'Anyway to work with Tensorflow in Mac with Apple Silicon (M1, M1 Pro, M1 Max) GPU?

I have a MacBook Pro with an M1 Max processor and I want to run Tensorflow on this GPU. I have followed the steps from https://developer.apple.com/metal/tensorflow-plugin but I don't know why it runs slower on my GPU. I tested with MNIST tutorial from google official page).

Code I tried
import tensorflow as tf
import tensorflow_datasets as tfds

DISABLE_GPU = False

if DISABLE_GPU:
    try:
        # Disable all GPUS
        tf.config.set_visible_devices([], 'GPU')
        visible_devices = tf.config.get_visible_devices()
        for device in visible_devices:
            assert device.device_type != 'GPU'
    except:
        # Invalid device or cannot modify virtual devices once initialized.
        pass

print(tf.__version__)

(ds_train, ds_test), ds_info = tfds.load('mnist', split=['train', 'test'], shuffle_files=True, as_supervised=True,
                                         with_info=True)


def normalize_img(image, label):
    return tf.cast(image, tf.float32) / 255., label


ds_train = ds_train.map(normalize_img, num_parallel_calls=tf.data.AUTOTUNE)
ds_train = ds_train.cache()
ds_train = ds_train.shuffle(ds_info.splits['train'].num_examples)
ds_train = ds_train.batch(128)
ds_train = ds_train.prefetch(tf.data.AUTOTUNE)
ds_test = ds_test.map(
    normalize_img, num_parallel_calls=tf.data.AUTOTUNE)
ds_test = ds_test.batch(128)
ds_test = ds_test.cache()
ds_test = ds_test.prefetch(tf.data.AUTOTUNE)

model = tf.keras.models.Sequential([
    tf.keras.layers.Flatten(input_shape=(28, 28)),
    tf.keras.layers.Dense(128, activation='relu'),
    tf.keras.layers.Dense(10)
])
model.compile(
    optimizer=tf.keras.optimizers.Adam(0.001),
    loss=tf.keras.losses.SparseCategoricalCrossentropy(from_logits=True),
    metrics=[tf.keras.metrics.SparseCategoricalAccuracy()],
)

model.fit(ds_train, epochs=6, validation_data=ds_test, )
Output (GPU):
462/469 [============================>.] - ETA: 0s - loss: 0.3619 - sparse_categorical_accuracy: 0.9003
469/469 [==============================] - 4s 5ms/step - loss: 0.3595 - sparse_categorical_accuracy: 0.9008 - val_loss: 0.1963 - val_sparse_categorical_accuracy: 0.9432
Epoch 2/6
469/469 [==============================] - 2s 5ms/step - loss: 0.1708 - sparse_categorical_accuracy: 0.9514 - val_loss: 0.1392 - val_sparse_categorical_accuracy: 0.9606
Epoch 3/6
469/469 [==============================] - 2s 5ms/step - loss: 0.1224 - sparse_categorical_accuracy: 0.9651 - val_loss: 0.1233 - val_sparse_categorical_accuracy: 0.9650
Epoch 4/6
469/469 [==============================] - 2s 5ms/step - loss: 0.0956 - sparse_categorical_accuracy: 0.9725 - val_loss: 0.0988 - val_sparse_categorical_accuracy: 0.9696
Epoch 5/6
469/469 [==============================] - 2s 5ms/step - loss: 0.0766 - sparse_categorical_accuracy: 0.9780 - val_loss: 0.0875 - val_sparse_categorical_accuracy: 0.9727
Epoch 6/6
469/469 [==============================] - 2s 5ms/step - loss: 0.0633 - sparse_categorical_accuracy: 0.9813 - val_loss: 0.0842 - val_sparse_categorical_accuracy: 0.9745

Output (without GPU)

(JOB 1)
From the forum post about running TensorFlow on Apple Silicon, copy word for word the part that opens with the words containing "ds_train = ds_train.prefetch(tf.data.AUTOTUNE)" and closes with "tf.keras.layers.Dense(10)".
(JOB 2)
Rewrite the lines of the entries as a numbered list, starting with the line containing "For every <instance>, the" and ending with the line containing "113L550 114L544 279L551", both included. Skip any blank lines.

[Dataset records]

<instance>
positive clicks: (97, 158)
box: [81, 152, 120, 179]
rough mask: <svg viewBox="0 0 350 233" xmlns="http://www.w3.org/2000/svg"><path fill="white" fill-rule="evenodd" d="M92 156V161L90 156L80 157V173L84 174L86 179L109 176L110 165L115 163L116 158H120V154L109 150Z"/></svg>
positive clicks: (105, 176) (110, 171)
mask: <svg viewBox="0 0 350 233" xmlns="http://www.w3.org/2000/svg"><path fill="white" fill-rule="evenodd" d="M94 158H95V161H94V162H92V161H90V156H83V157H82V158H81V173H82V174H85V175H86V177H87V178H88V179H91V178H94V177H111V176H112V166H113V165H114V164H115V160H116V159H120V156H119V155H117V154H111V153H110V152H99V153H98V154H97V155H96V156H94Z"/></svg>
--
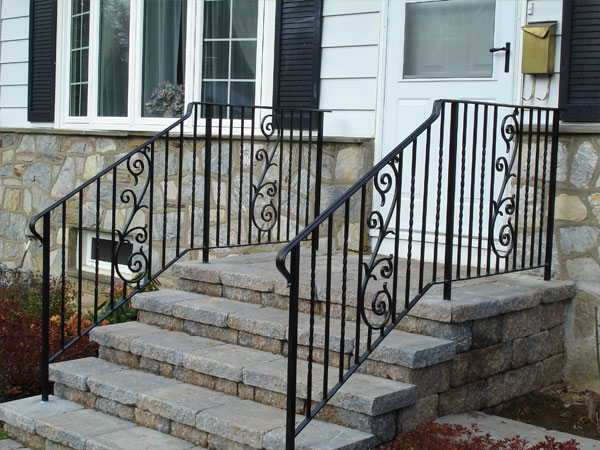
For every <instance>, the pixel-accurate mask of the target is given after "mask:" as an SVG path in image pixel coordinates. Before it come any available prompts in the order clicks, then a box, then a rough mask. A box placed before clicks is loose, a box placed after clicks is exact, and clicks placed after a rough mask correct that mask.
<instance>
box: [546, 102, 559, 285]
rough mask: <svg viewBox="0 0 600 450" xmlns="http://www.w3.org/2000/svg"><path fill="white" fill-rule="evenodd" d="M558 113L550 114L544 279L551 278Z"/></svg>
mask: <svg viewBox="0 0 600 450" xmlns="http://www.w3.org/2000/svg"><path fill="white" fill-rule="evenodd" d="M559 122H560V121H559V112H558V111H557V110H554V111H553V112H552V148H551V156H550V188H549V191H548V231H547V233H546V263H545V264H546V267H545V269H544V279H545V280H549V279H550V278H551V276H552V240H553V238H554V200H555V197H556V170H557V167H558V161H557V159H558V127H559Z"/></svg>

(WRITTEN RESPONSE 1)
ds_train = ds_train.prefetch(tf.data.AUTOTUNE)
ds_test = ds_test.map(
    normalize_img, num_parallel_calls=tf.data.AUTOTUNE)
ds_test = ds_test.batch(128)
ds_test = ds_test.cache()
ds_test = ds_test.prefetch(tf.data.AUTOTUNE)

model = tf.keras.models.Sequential([
    tf.keras.layers.Flatten(input_shape=(28, 28)),
    tf.keras.layers.Dense(128, activation='relu'),
    tf.keras.layers.Dense(10)

(WRITTEN RESPONSE 2)
1. For every <instance>, the pixel-accurate mask of the target is given after "mask:" as an SVG path in image pixel coordinates. Before it come any available prompts in the order clicks, then a box, then a rough mask. A box placed before clicks is loose, a box placed after clicks is exact, and clicks placed after a rough mask correct that mask.
2. <instance>
3. box: [546, 102, 559, 285]
4. rough mask: <svg viewBox="0 0 600 450" xmlns="http://www.w3.org/2000/svg"><path fill="white" fill-rule="evenodd" d="M558 113L550 114L544 279L551 278Z"/></svg>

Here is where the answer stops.